Obiettivo dell'esercizio –
Prosegui il brano sulla relazione tra chiesa e mondo, riprendendo dopo la sua ultima frase.

------ Brano di partenza ------

Il primo limite è, a mio avviso, riscontrabile in una non piena e compiuta declinazione della relazione chiesa-mondo. Di certo non è praticabile un isolamento della chiesa dal mondo, in una sorta limbo spirituale disincarnato. Allo stesso tempo è altrettanto certo che la logica della chiesa non può essere la logica del mondo. Ma è anche vero che rifiuto della fuga del mondo e  rifiuto della logica mondana non esauriscono la relazione della chiesa con il mondo. Sull’esempio di Gesù, noi suoi seguaci, non possiamo non seguirlo nel suo esempio concreto di maestro itinerante sui sentieri della Giudèa e della Galilèa, sentieri che percorse chinandosi solidale sulle sofferenze e sulle lacrime delle donne e degli uomini che incontrava sul suo cammino, ma anche prendendo parte alle gioie genuine del suo tempo, tanto da attribuirsi, sia pur con una punta di polemica, l’appellativo di “mangione” e “beone” (cf. Mt. 11,19). La comunità ecclesiale è dunque chiamata a vivere la lezione conciliare di condividere le gioie e le speranze, ma anche il dolore e le lacrime dell’umanità (cf. Concilio ecumenico Vaticano 2°, Costituzione pastorale Gaudium et spes, 1). Non solo! La chiesa è invitata anche a raccogliere la sfida di mettere in moto la dovuta capacità di discernimento per riconoscere nella nostra realtà i numerosi semi del Verbo divino, che essa, nonostante tutto, contiene e che, a uno sguardo superficiale possono facilmente sfuggire.

------ Record grezzi ------

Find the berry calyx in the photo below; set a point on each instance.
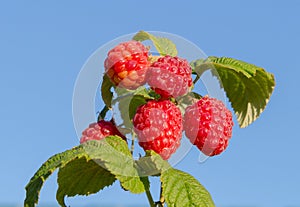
(208, 125)
(100, 130)
(158, 125)
(127, 63)
(170, 76)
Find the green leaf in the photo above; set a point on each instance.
(82, 177)
(35, 184)
(129, 101)
(183, 190)
(247, 86)
(179, 188)
(106, 91)
(117, 159)
(111, 153)
(163, 45)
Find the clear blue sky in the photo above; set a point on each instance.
(44, 44)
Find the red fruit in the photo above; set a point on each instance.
(158, 125)
(170, 76)
(208, 125)
(100, 130)
(126, 64)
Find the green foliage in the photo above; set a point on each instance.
(247, 86)
(183, 190)
(82, 177)
(116, 157)
(106, 93)
(112, 156)
(163, 45)
(179, 188)
(59, 160)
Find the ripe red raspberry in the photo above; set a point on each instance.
(170, 76)
(127, 63)
(208, 125)
(158, 125)
(100, 130)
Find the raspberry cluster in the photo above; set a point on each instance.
(170, 76)
(159, 123)
(126, 64)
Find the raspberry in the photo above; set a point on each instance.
(100, 130)
(170, 76)
(208, 125)
(126, 64)
(158, 125)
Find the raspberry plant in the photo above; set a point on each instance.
(158, 102)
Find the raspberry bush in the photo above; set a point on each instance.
(157, 97)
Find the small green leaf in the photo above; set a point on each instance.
(163, 45)
(35, 184)
(82, 177)
(247, 86)
(106, 91)
(117, 159)
(136, 101)
(183, 190)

------

Soluzione dell'esercizio –
Questo aspetto, a dire il vero, non sembra sufficientemente sviluppato nel contributo del card. Müller, mentre viene di continuo messo in luce dalle parole e dai gesti di papa Francesco.
L’altro punto problematico, a mio parere, sta nella declinazione della relazione tra “dominio” e “servizio”, che si esplicita nell’esigenza della comunità ecclesiale di essere sempre bisognosa di purificazione e di non trascurare mai la dimensione della penitenza e del rinnovamento, tensione che il card. Müller vede esemplificativamente, ma esemplarmente concretizzata in alcuni momenti topici della storia della chiesa (riforma gregoriana, riforma tridentina, Concilio Vaticano 2°). Di certo la tensione alla purificazione e al rinnovamento è una predisposizione connaturata e permanente della comunità ecclesiale, ma la presentazione che ne viene offerta rischia di proporla come un elemento abituale e, quindi, sostanzialmente statico e scontato, della vita della chiesa e mostra di soffrire di una non compiuta elaborazione dello stretto rapporto intercorrente, nella comprensione teologica della chiesa, tra i temi della “continuità” e della “novità” che, lungi dall’essere reciprocamente alternativi, sono in realtà strettamente connessi, nel senso che il primo e più fondato elemento di continuità con l’opera di Gesù è la capacità di annunciare alle donne e agli uomini di ogni luogo e di ogni epoca la “novità” del Regno di Dio, che fa nuove tutte le cose.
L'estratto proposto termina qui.